Records for processing:
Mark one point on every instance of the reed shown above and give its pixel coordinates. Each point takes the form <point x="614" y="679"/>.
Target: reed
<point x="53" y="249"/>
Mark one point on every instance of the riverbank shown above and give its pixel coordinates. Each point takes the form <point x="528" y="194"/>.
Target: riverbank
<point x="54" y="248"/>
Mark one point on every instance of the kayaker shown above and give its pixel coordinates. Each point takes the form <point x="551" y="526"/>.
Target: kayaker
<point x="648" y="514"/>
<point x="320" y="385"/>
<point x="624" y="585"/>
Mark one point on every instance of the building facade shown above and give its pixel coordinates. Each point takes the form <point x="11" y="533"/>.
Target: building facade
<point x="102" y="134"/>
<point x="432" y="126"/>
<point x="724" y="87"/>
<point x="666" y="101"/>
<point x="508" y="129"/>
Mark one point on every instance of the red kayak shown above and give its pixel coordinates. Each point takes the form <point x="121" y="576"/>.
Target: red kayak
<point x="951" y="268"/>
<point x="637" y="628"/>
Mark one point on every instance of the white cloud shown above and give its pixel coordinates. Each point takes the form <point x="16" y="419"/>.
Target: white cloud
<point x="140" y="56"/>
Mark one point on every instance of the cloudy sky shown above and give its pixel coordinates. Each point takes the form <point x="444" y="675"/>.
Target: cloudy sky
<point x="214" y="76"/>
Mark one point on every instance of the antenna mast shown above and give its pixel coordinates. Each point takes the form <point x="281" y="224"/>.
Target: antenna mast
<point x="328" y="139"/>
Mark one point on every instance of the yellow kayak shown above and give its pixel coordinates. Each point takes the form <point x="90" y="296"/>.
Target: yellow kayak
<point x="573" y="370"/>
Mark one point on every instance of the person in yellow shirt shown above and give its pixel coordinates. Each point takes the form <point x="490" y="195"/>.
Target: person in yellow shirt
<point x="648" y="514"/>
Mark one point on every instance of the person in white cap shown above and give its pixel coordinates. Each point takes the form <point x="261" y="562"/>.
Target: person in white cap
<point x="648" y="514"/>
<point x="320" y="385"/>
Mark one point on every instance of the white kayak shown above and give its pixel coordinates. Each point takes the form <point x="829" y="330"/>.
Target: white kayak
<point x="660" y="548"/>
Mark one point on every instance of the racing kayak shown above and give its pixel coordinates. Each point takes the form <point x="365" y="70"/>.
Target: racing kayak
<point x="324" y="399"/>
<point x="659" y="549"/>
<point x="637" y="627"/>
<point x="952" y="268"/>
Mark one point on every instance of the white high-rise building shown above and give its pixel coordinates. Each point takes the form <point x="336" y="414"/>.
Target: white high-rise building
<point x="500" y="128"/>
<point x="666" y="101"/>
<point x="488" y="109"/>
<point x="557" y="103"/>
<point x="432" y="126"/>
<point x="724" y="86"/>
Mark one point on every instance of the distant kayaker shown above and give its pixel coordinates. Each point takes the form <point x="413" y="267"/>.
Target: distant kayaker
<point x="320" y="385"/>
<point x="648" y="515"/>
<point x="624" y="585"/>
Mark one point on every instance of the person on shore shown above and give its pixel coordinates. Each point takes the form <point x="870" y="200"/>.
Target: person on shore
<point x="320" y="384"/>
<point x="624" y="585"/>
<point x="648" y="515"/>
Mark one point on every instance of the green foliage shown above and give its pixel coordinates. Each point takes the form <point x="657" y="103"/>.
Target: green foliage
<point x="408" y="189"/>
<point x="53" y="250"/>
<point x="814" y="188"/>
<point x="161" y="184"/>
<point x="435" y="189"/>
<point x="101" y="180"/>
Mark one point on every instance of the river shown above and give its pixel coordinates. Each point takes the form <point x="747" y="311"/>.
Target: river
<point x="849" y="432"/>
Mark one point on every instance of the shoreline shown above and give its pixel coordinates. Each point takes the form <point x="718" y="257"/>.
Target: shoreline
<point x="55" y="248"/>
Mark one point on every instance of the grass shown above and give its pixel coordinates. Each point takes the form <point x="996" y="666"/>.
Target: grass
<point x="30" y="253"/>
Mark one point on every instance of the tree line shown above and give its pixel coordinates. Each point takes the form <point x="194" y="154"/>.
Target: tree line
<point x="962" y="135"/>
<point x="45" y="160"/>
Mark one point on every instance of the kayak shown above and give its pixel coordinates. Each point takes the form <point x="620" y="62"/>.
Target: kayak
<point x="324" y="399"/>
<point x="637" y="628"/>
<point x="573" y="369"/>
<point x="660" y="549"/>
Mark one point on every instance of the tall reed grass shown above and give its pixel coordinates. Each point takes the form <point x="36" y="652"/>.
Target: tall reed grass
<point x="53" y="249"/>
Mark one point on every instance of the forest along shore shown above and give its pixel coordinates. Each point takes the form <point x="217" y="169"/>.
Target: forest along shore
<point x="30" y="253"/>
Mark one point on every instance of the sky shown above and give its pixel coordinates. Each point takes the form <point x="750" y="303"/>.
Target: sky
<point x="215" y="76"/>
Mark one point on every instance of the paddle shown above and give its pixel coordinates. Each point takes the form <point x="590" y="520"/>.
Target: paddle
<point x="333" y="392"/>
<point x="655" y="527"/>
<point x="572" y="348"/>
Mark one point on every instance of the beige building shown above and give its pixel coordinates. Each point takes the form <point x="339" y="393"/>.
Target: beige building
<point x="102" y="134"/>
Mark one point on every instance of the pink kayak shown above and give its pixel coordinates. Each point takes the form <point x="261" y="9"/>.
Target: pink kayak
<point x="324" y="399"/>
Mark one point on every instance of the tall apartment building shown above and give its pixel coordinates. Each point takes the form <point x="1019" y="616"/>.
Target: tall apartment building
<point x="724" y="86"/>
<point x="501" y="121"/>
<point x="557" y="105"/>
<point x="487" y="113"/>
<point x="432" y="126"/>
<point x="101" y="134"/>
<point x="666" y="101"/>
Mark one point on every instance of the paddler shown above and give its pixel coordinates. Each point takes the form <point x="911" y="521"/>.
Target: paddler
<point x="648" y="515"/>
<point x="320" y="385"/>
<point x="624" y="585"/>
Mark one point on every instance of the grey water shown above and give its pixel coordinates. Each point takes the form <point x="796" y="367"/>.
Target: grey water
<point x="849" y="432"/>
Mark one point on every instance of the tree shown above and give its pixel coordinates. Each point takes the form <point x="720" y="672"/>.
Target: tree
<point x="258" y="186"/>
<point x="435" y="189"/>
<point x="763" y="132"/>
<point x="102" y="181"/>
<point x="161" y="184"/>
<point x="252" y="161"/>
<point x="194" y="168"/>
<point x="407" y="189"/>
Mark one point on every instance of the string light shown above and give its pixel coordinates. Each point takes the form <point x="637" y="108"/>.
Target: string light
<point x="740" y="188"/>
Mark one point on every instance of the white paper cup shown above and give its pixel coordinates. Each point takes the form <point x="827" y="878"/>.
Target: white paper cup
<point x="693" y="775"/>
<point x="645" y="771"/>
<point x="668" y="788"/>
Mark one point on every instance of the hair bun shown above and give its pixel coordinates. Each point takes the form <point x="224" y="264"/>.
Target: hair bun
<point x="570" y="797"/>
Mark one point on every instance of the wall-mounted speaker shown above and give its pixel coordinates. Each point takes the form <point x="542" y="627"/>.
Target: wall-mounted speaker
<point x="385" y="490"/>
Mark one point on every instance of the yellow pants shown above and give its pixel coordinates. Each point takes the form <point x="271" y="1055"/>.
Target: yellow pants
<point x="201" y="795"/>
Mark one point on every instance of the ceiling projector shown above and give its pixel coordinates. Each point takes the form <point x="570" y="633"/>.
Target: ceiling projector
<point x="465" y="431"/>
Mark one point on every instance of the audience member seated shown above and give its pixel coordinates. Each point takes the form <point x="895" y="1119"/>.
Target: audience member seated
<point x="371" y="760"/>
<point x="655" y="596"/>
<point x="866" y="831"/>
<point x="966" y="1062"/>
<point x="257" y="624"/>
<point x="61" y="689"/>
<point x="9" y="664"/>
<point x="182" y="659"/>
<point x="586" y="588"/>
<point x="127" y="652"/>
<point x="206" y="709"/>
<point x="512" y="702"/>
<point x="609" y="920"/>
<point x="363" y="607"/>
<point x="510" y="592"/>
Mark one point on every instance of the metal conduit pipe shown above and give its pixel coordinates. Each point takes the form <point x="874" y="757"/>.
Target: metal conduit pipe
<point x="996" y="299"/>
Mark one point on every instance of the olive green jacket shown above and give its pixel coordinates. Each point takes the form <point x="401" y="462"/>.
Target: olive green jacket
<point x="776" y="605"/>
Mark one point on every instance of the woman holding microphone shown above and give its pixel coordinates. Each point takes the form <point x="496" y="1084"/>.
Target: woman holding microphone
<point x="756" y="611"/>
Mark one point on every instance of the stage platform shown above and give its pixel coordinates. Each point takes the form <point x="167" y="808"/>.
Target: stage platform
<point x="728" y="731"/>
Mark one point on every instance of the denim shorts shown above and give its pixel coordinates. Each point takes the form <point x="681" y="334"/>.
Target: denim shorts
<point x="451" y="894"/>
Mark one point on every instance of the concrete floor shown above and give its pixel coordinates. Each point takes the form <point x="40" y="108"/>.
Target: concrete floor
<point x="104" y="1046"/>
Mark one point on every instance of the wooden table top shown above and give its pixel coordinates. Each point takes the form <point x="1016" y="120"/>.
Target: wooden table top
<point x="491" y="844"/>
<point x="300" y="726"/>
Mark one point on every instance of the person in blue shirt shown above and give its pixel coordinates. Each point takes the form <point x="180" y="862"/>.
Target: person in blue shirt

Problem details: Which lines in the records contain the word "blue"? Copy each one.

Exercise solution:
Mark one point on every instance of the person in blue shirt shown above and give its pixel coordinates. Each point takes the form <point x="180" y="862"/>.
Target: person in blue shirt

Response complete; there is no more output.